_The request_: Copy verbatim the span of lines beginning at the line that contains "point: red sandstone" and ending with the final line of the data. Exclude pictures from the copy.

_Task input_:
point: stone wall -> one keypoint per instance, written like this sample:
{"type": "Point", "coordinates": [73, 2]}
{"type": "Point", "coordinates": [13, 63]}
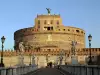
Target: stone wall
{"type": "Point", "coordinates": [11, 57]}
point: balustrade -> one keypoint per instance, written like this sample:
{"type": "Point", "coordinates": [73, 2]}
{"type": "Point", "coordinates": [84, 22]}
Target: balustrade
{"type": "Point", "coordinates": [17, 70]}
{"type": "Point", "coordinates": [81, 69]}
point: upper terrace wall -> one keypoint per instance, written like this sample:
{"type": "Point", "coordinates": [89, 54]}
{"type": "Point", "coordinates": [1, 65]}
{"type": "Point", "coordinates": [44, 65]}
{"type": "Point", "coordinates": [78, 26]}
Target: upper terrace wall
{"type": "Point", "coordinates": [84, 51]}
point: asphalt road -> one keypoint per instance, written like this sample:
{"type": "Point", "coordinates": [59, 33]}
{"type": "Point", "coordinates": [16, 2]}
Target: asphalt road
{"type": "Point", "coordinates": [47, 71]}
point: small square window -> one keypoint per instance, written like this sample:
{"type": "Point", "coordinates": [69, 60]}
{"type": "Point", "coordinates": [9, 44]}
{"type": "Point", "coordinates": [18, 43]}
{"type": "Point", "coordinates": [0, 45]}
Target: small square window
{"type": "Point", "coordinates": [64, 29]}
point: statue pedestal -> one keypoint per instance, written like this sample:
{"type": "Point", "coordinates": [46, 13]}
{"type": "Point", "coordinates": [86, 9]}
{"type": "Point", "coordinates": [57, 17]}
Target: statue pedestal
{"type": "Point", "coordinates": [74, 60]}
{"type": "Point", "coordinates": [20, 60]}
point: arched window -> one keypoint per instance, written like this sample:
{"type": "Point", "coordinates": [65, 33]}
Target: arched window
{"type": "Point", "coordinates": [45, 22]}
{"type": "Point", "coordinates": [38, 21]}
{"type": "Point", "coordinates": [57, 22]}
{"type": "Point", "coordinates": [77, 31]}
{"type": "Point", "coordinates": [51, 21]}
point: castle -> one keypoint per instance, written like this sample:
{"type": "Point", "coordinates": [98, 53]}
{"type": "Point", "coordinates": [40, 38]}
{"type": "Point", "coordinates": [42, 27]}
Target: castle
{"type": "Point", "coordinates": [46, 39]}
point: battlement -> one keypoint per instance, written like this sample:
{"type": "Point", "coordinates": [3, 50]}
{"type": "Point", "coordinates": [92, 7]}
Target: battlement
{"type": "Point", "coordinates": [83, 51]}
{"type": "Point", "coordinates": [46, 16]}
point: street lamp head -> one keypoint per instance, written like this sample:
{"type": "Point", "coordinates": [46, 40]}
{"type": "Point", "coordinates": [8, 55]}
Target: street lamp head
{"type": "Point", "coordinates": [89, 37]}
{"type": "Point", "coordinates": [3, 39]}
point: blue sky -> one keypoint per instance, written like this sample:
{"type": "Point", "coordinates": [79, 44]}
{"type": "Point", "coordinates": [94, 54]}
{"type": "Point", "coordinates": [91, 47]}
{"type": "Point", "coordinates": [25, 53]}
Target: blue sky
{"type": "Point", "coordinates": [17, 14]}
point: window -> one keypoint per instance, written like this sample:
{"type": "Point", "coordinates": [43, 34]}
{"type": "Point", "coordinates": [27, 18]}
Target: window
{"type": "Point", "coordinates": [38, 21]}
{"type": "Point", "coordinates": [45, 22]}
{"type": "Point", "coordinates": [57, 22]}
{"type": "Point", "coordinates": [77, 31]}
{"type": "Point", "coordinates": [64, 29]}
{"type": "Point", "coordinates": [81, 31]}
{"type": "Point", "coordinates": [51, 21]}
{"type": "Point", "coordinates": [68, 29]}
{"type": "Point", "coordinates": [38, 26]}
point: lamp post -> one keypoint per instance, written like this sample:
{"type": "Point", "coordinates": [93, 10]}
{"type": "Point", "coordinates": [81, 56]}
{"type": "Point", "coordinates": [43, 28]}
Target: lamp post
{"type": "Point", "coordinates": [2, 40]}
{"type": "Point", "coordinates": [90, 59]}
{"type": "Point", "coordinates": [30, 59]}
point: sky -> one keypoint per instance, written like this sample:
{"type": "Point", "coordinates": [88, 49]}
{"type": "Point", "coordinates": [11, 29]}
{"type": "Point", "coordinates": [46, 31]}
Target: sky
{"type": "Point", "coordinates": [18, 14]}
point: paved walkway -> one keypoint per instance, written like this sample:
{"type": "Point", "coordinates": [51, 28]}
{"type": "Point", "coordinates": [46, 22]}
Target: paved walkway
{"type": "Point", "coordinates": [48, 71]}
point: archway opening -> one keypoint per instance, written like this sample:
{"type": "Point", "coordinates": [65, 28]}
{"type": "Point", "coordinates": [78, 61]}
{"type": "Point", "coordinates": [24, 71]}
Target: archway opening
{"type": "Point", "coordinates": [49, 64]}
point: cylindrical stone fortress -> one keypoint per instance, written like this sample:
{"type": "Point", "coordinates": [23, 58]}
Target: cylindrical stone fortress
{"type": "Point", "coordinates": [49, 31]}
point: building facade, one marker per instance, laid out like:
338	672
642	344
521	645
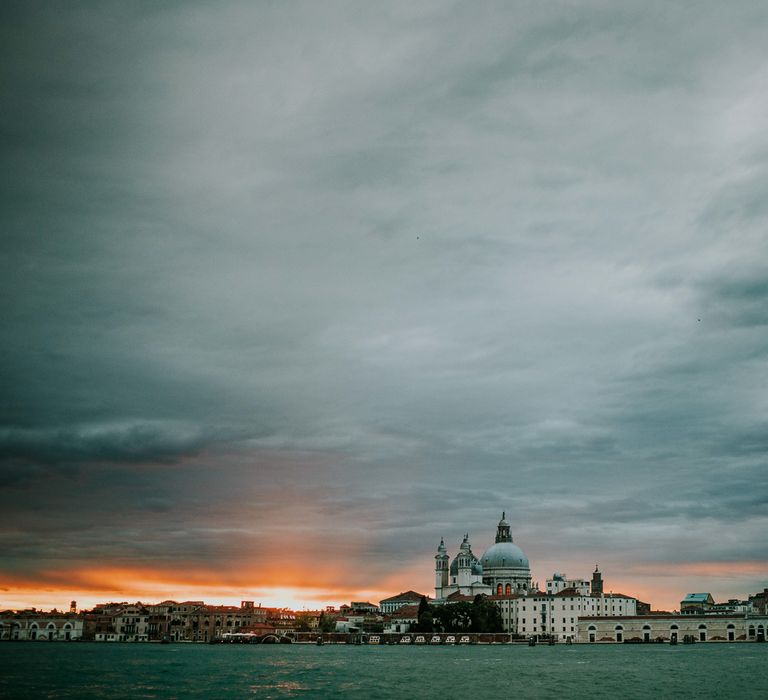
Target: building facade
34	626
670	627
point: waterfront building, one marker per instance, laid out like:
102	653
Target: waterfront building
539	614
38	626
559	582
696	603
667	627
503	574
502	570
759	602
131	624
403	619
389	605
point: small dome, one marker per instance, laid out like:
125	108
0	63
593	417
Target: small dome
504	555
477	567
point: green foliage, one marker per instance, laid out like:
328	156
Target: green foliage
481	615
303	622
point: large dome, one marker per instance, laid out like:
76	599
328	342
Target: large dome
504	555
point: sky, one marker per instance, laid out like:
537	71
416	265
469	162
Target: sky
291	290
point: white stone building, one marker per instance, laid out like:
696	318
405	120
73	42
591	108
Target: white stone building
35	626
666	627
503	573
502	570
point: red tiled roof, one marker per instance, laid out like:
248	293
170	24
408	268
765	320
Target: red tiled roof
407	595
406	612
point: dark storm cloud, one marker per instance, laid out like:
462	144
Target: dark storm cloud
408	265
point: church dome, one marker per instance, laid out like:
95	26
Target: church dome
504	555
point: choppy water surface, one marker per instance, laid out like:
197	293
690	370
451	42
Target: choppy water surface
82	670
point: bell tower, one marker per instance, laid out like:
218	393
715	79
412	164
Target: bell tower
441	569
597	582
502	533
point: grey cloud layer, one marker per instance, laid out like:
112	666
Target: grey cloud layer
458	257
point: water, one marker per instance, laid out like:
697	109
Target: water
82	670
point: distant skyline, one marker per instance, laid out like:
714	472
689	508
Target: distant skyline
290	290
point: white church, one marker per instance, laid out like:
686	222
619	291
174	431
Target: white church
502	570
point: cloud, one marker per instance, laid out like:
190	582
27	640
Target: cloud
402	267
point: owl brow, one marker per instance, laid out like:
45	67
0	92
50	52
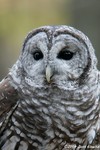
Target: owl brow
73	35
48	32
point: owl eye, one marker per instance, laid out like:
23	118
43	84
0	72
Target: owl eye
65	54
38	55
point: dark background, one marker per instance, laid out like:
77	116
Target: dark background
18	17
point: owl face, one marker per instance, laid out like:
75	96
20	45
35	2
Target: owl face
53	55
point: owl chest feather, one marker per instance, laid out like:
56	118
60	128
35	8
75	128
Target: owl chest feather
52	114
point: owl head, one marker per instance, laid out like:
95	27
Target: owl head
59	55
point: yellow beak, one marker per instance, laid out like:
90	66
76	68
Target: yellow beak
49	73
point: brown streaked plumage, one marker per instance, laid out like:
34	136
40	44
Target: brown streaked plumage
50	98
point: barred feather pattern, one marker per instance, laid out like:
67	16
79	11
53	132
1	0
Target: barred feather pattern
52	116
49	120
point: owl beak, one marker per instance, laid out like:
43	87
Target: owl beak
49	73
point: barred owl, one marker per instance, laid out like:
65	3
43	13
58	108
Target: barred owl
50	98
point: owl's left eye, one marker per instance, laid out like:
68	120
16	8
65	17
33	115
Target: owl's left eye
38	55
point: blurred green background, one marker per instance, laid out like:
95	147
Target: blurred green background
18	17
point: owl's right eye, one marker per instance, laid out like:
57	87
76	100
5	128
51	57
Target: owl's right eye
37	55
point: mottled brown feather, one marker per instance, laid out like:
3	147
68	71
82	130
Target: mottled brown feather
8	96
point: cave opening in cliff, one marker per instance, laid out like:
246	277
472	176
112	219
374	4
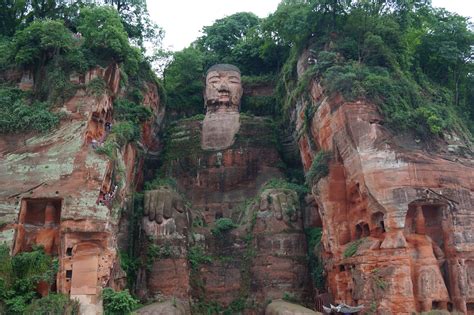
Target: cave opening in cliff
38	224
80	263
378	224
428	219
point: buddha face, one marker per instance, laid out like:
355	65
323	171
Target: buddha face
223	90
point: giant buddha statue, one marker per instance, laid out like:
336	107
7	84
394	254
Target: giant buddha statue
222	102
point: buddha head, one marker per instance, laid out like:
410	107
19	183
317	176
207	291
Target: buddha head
223	88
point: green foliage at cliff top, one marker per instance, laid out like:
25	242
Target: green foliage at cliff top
55	39
412	60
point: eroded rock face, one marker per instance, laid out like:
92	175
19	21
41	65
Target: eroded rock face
280	244
56	191
280	307
396	220
259	258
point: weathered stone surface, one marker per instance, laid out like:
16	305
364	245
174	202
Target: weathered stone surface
280	307
219	130
222	101
52	188
405	210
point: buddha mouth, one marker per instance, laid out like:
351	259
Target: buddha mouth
224	95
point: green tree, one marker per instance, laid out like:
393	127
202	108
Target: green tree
104	33
40	42
183	80
137	21
220	38
12	15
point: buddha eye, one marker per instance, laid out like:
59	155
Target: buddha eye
235	80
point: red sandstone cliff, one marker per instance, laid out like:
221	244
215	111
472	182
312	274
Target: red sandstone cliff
51	186
397	219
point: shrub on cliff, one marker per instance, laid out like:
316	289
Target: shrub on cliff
118	303
20	275
54	304
319	168
19	116
222	225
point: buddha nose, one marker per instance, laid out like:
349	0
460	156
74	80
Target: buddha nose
223	87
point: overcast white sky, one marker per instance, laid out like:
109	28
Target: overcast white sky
183	20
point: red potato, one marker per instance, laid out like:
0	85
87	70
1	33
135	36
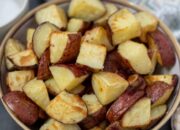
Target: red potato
159	92
86	10
64	47
113	63
166	55
108	86
96	112
41	37
17	79
68	76
92	56
78	25
124	26
139	115
43	67
52	14
67	108
29	37
12	47
137	82
22	107
135	56
122	104
24	59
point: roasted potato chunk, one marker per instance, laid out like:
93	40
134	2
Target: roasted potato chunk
110	9
22	107
122	104
37	92
12	47
159	92
68	76
41	37
52	124
136	55
96	112
64	47
52	14
77	25
78	90
166	55
52	87
92	55
43	67
167	78
108	86
25	58
138	115
98	35
113	64
29	37
17	79
86	10
65	103
148	23
124	26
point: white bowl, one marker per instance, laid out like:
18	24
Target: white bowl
10	12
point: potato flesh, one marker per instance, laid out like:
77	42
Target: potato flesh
108	86
98	35
110	9
92	55
12	47
158	112
58	44
65	78
41	38
124	26
52	124
29	37
78	90
52	14
25	58
92	103
75	25
37	92
17	79
153	78
67	108
137	56
148	23
52	86
138	115
87	10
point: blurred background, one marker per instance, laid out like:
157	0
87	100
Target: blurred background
12	10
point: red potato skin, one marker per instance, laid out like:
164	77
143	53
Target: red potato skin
94	119
112	64
164	46
137	82
77	70
72	49
22	107
156	90
43	68
123	103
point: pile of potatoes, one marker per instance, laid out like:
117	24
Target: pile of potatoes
90	68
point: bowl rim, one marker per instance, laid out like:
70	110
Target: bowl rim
122	2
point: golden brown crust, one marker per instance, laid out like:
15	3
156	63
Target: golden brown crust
43	67
72	49
122	104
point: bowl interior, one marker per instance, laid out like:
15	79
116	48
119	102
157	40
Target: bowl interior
20	34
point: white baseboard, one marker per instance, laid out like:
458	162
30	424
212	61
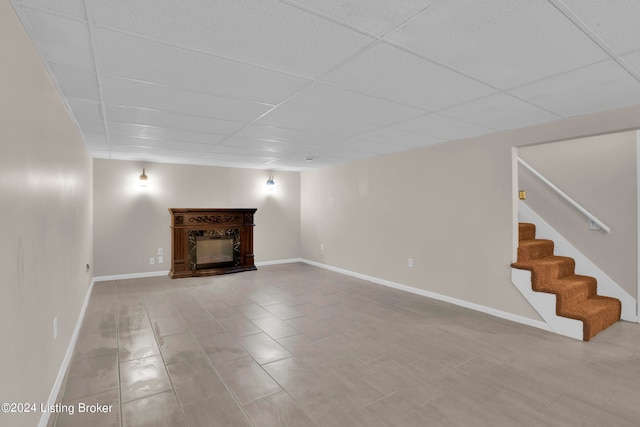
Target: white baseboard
131	276
279	261
166	272
44	418
466	304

_Complete output_:
point: red sandstone cliff, one marker per instance, laid out like:
221	244
215	111
472	182
312	274
Target: red sandstone cliff
51	186
397	219
point: shrub on cliff, one marker per instance, laid out like:
316	289
Target: shrub on cliff
118	303
20	275
54	304
319	168
19	116
222	225
point: buddha nose, one marker per instance, laid out like:
349	0
460	156
74	80
Target: buddha nose
223	87
point: overcast white sky, one marker per instance, laid out like:
109	28
Target: overcast white sky
183	20
point: red potato, one marker per instance, laid out like:
0	85
87	70
1	33
135	36
Target: red potato
159	92
86	10
64	47
113	63
166	55
108	86
96	112
41	37
17	79
68	76
92	56
78	25
124	26
139	115
43	67
52	14
67	108
29	37
12	47
137	82
22	107
135	56
122	104
24	59
point: roasted potato chunk, one marker per instance, laid out like:
93	40
134	2
Target: roasted potato chunk
110	9
22	107
122	104
37	92
12	47
159	92
68	76
41	37
52	124
136	55
96	112
64	47
52	14
77	25
78	90
166	55
52	87
92	55
43	67
167	78
108	86
25	58
138	115
98	35
113	64
29	37
17	79
86	10
65	103
148	23
124	26
point: white bowl, one marker per instance, laid out like:
18	24
Target: white bowl
10	12
point: potato flesh, one marker per instance, laid out like:
77	42
Target: potato flesh
108	86
98	35
110	9
92	55
12	47
158	112
58	44
65	78
41	38
124	26
52	124
29	37
78	90
52	14
25	58
92	103
75	25
37	92
17	79
153	78
67	108
137	56
148	23
52	86
138	115
87	10
point: blurred background, one marker per instance, laid out like:
157	0
87	100
Target: blurred background
12	10
point: red potato skin, one marker per instance, laid out like:
164	77
143	53
Target: red potato skin
94	119
112	64
164	46
137	82
77	70
72	49
22	107
156	90
43	68
123	103
point: pile of potatoes, one marker per instance, laid out like:
117	24
Target: pile of potatoes
90	68
point: bowl rim, one marker per instance, laid out like:
70	110
Target: bowl rim
122	2
point: golden brown crust, one marker per instance, laid out like:
15	3
156	63
Target: golden brown crust
43	67
72	49
122	104
point: bowl interior, one marker per instance, laid out like:
15	79
116	48
119	102
157	40
Target: bowl interior
20	34
point: white baseboard, one marker per instance, laid out like:
458	162
30	424
212	61
Target: white baseboard
131	276
279	261
166	272
44	418
466	304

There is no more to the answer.